### [Brano da leggere]
+ + + +
In questa cittadina libera e romanizzata con alle spalle tre secoli di relativo benessere frutto di un’economia fondamentalmente agricola, l’autore delle “confessioni” ricevette la sua prima educazione. Dal punto di vista linguistico padroneggiava il latino e il punico, mentre il greco gli sarebbe restato ostico per tutta la vita, nonostante abbia più volte tentato di apprenderlo in età adulta per accedere in lingua originale agli scritti neotestamentari. Secondo le usanze del tempo il bimbo non fu battezzato, nonostante una sua esplicita richiesta durante una infezione che lo colpì in tenera età: si riteneva allora che l’adolescenza, tempo generalmente favorevole al peccato, avrebbe reso ancor più intollerabili i non lievi precetti della Chiesa e, per questo motivo, si differiva il Sacramento.
Nella sua città natale e successivamente a Madaura, il giovane ricevette un’educazione culturale oggettivamente modesta, nonostante le sue doti eccezionali emergessero già a quei tempi tanto che vinse un premio per una versione in prosa dell’episodio dell’ira di Didone provocata dalla partenza di Enea, ira che egli stesso infliggerà alla madre Monica salpando per l’Europa a sua insaputa.
In queste scuole di provincia materie come la filosofia, le scienze e la storia erano oggetto solo di letture volontarie, effettuate prevalentemente sui manuali: in filosofia la fonte più rilevante era Cicerone che con il suo cauto sincretismo fungeva da ponte tra cultura romana e speculazione ellenica. Avvinto dalla sua retorica in cui vedeva una fonte di possibili successi, l’ambizioso giovane si spostò a Madaura, dove studiò grammatica: aveva circa 15 anni e frequentava qualcosa di simile a una facoltà di lingua e letteratura in cui si approfondivano alcuni classici.
Virgilio, Cicerone, Sallustio e Terenzio erano i soli autori cui si dedicasse attenzione mentre altri poeti, primo fra tutti Omero, venivano ignorati o storpiati. Gli studenti di grammatica sarebbero divenuti retori, cioè abili nel redigere discorsi capaci di convincere l’uditorio: non si trattava necessariamente di aule di giustizia, visto che l’abitudine di leggere o declamare orazioni ad alta voce era molto diffusa in età tardo antica, tanto che lo stesso stile delle “confessioni” ne risente. Dal punto di vista spirituale, anche a seguito della morte di un suo amico, l’adolescente si allontanò dalla formazione cristiana, impartita principalmente da Monica, e certamente non superficiale, come per secoli si è sostenuto.
+ + + +
### [Materiale elencato]
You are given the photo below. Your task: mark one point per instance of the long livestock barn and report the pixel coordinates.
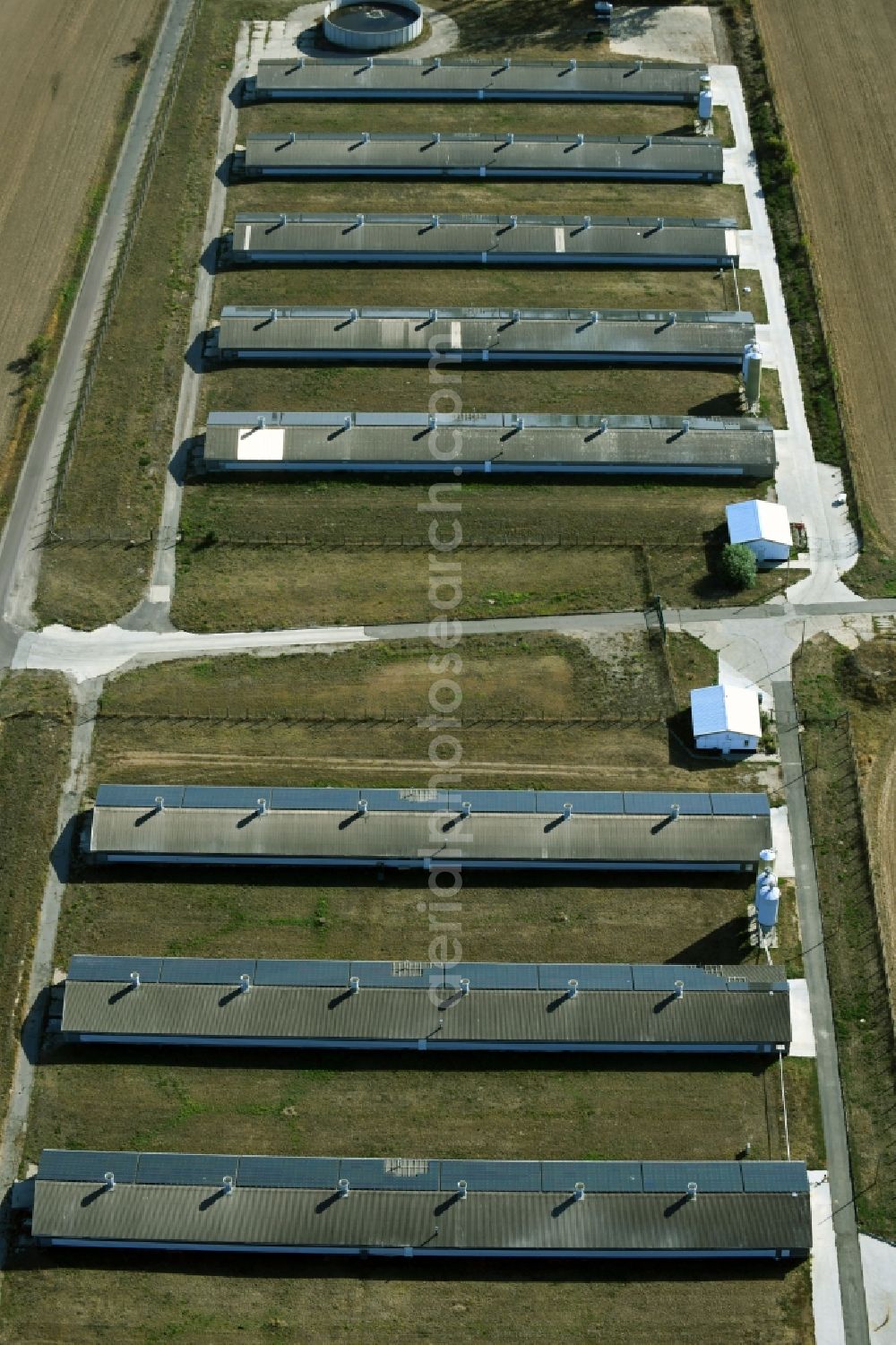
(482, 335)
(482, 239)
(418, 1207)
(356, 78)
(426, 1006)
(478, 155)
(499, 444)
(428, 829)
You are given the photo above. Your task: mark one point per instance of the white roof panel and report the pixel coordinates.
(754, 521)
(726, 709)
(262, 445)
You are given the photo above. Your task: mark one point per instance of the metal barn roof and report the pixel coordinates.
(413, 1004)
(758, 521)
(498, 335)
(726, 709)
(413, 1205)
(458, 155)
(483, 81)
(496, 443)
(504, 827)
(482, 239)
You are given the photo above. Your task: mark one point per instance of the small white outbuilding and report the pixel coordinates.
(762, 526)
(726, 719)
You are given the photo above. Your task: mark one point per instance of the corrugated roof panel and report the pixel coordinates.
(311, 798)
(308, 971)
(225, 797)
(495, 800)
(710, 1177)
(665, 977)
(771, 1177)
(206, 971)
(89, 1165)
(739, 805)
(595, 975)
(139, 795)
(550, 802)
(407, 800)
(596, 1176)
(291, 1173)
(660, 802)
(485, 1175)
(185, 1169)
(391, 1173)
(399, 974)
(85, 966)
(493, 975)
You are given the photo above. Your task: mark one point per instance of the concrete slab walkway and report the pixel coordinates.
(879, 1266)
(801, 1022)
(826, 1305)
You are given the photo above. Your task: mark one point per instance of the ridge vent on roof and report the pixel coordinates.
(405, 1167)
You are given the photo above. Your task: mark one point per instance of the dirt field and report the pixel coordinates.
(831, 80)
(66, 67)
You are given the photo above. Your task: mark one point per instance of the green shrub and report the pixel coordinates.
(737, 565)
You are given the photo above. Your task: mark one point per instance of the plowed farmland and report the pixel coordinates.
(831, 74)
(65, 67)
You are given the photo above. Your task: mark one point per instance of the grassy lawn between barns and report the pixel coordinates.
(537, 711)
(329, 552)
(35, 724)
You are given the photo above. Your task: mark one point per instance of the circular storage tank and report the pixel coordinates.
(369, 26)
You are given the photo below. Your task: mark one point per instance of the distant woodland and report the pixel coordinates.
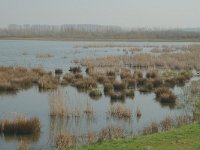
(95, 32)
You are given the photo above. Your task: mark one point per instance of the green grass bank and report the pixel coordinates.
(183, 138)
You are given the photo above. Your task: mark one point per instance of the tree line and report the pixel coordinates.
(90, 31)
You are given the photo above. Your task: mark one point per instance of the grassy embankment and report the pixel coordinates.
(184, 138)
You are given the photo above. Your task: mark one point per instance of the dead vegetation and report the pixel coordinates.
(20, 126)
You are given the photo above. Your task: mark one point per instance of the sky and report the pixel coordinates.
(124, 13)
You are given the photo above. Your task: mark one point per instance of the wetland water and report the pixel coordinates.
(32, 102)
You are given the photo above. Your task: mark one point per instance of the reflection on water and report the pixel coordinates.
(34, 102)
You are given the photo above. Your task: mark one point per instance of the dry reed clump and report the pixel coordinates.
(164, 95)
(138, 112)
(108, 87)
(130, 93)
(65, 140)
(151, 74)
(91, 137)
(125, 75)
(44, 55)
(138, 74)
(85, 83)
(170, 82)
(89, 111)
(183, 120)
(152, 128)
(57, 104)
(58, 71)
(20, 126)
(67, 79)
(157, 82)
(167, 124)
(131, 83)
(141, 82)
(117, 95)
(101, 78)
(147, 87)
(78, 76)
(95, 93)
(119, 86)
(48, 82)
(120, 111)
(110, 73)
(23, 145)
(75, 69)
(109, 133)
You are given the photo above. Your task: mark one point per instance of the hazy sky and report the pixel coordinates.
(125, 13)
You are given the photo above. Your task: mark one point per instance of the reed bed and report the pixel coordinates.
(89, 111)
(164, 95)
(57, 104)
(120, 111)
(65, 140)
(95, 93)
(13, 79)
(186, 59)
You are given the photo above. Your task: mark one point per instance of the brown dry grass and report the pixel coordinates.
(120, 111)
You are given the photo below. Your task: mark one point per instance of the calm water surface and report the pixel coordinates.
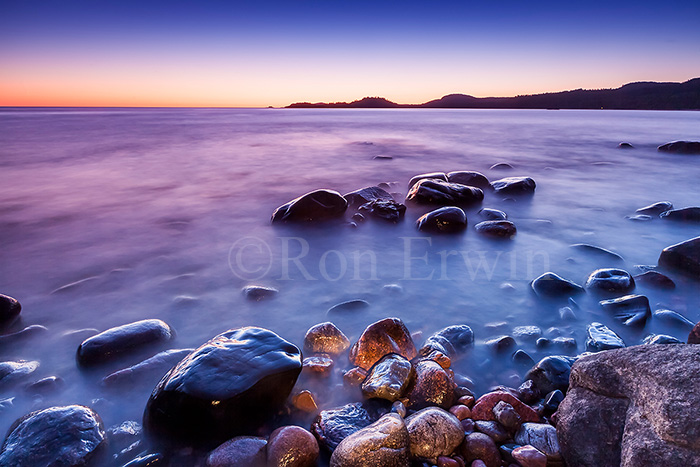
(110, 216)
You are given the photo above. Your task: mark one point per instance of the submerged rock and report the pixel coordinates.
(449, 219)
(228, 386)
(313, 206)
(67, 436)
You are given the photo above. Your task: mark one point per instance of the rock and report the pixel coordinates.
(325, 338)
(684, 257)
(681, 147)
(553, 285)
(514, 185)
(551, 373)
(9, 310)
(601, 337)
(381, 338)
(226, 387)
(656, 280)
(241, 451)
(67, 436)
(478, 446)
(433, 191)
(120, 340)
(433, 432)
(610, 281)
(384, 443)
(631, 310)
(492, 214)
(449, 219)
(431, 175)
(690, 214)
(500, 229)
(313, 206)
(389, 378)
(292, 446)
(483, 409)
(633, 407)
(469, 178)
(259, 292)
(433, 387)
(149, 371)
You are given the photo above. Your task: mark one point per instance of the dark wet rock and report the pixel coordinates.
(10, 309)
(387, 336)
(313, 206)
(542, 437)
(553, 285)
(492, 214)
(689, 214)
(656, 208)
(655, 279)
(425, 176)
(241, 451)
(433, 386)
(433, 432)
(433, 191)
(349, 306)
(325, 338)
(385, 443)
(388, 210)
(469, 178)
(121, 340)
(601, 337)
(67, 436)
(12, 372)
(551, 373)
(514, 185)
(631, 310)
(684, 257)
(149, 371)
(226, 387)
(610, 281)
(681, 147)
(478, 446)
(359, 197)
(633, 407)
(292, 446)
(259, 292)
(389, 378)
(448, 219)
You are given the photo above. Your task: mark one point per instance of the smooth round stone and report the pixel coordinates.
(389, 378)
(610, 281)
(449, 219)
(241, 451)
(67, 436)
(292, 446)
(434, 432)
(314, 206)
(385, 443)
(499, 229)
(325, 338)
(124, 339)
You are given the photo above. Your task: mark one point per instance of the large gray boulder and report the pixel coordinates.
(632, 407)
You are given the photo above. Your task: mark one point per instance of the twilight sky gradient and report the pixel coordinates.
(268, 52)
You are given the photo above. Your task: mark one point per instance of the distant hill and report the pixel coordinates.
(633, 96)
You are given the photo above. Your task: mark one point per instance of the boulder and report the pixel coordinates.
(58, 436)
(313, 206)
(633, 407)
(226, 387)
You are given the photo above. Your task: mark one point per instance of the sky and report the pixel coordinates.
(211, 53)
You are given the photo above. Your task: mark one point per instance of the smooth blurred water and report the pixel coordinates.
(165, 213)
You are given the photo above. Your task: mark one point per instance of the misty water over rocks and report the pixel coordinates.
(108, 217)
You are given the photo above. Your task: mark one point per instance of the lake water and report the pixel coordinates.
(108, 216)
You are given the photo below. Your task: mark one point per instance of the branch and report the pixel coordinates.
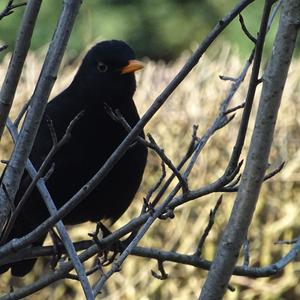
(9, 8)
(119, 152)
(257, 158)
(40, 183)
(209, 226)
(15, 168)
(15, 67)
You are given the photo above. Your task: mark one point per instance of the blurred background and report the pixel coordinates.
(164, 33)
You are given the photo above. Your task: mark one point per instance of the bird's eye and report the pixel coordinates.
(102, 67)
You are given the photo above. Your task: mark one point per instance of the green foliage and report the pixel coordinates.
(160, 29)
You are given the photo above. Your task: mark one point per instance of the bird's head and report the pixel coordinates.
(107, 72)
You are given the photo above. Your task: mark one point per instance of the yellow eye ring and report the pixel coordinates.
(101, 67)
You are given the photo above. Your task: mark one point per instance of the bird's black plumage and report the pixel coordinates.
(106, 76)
+ + + +
### [Sfida 1]
Nel brano sulla giovinezza dell'autore delle «confessioni», quali lingue padroneggiava il ragazzo?
### [Sfida 2]
Riprendi il brano sulla giovinezza dell'autore delle «confessioni» dal punto in cui si interrompe.
Il materiale elencato è separato e non appartiene al brano.

### [Risposta scritta 1]
Il latino e il punico.

### [Risposta scritta 2]
I suoi sogni erano altri: anelava all’Europa, alle grandi città imperiali oltre il mediterraneo, ma la dura realtà lo costrinse ad interrompere gli studi non avendo Patrizio i soldi necessari per sostenerlo. Nell’anno di ozio forzato, prima di poter riprendere, grazie a Romaniano, un amico benefattore, la sua formazione a Cartagine, si colloca il celebre episodio del furto delle pere che nelle “confessioni” assurgerà a simbolo del male scelto per se stesso, senza alcuna necessità.
Nella città punica, oltre ai naturali giochi di un giovane che trovava tutto insolito provenendo da un piccolo villaggio, il diciassettenne Agostino cresce intellettualmente grazie a tre incontri stimolanti, vede per la prima volta il mare, e anche il suo sogno dell’Europa inizia a concretizzarsi. Un periodo difficile da ricostruire che l’autore delle “confessioni” seguito da secolari schiere di Ageography dipingerà come dissoluto, per meglio far risaltare la vita ascetica successiva alla conversione. Probabilmente, però, proprio perché l’opera agostiniana non è un’autobiografia, si tratta di una rielaborazione letteraria.
Due libri sono i protagonisti di altrettanti incontri: il primo è “l’Ortensio”, testo ciceroniano sul valore della filosofia oggi in gran parte perduto composto in un affascinante latino; il secondo una cattiva traduzione delle sacre scritture, utile unicamente a rafforzare il giovane studente di retorica nell’idea che nulla di vero avrebbe potuto apprendere da un libro scritto tanto rozzamente. Ma torniamo all’ ”ortensio” che segnerà il passaggio dalla retorica, utile solo come strumento argomentativo, alla filosofia. Si tratta di un’opera minore che lo conduce a prediligere l’immortalità della sapienza: colui che amava amare indirizza la sua concupiscenza al piacere del pensiero.
Il dissidio tra vuota retorica e ricerca del vero diviene esperienza vissuta: per pensare occorre preferire i piaceri dell’intelletto, scelta gravosa per Agostino che non riusciva a disprezzare quelli dei sensi. L’intelligenza ha il vantaggio di dischiudere la prospettiva dell’immortalità, intesa come ritorno al cielo: concetto, questo facilmente interpretabile anche in chiave cristiana, nonostante la conversione sia ancora lontana. Esiste oltre alla gioia del corpo e a quella della mente assetata di gloria, un altro piacere: è la sapienza, per la quale, sola vale la pena vivere.
Chiusa, almeno temporaneamente, la Sacra Scrittura senza che avesse ancora i mezzi per aprirla in modo adeguato, cioè con una lettura allegorica che sarà il Vescovo Ambrogio a destare, il giovane, smanioso di certezze, Agostino aderì al manicheismo. È questo il terzo incontro determinante: si tratta di una religione gnostica, cioè secondo la quale ci si salva non grazie alla fede, ma in virtù della conoscenza e dualistica perché prevede alla base del mondo due principi: uno buono, autore dello spirito, del bene ,della luce; l’altro cattivo, creatore della materia, del buio, del male.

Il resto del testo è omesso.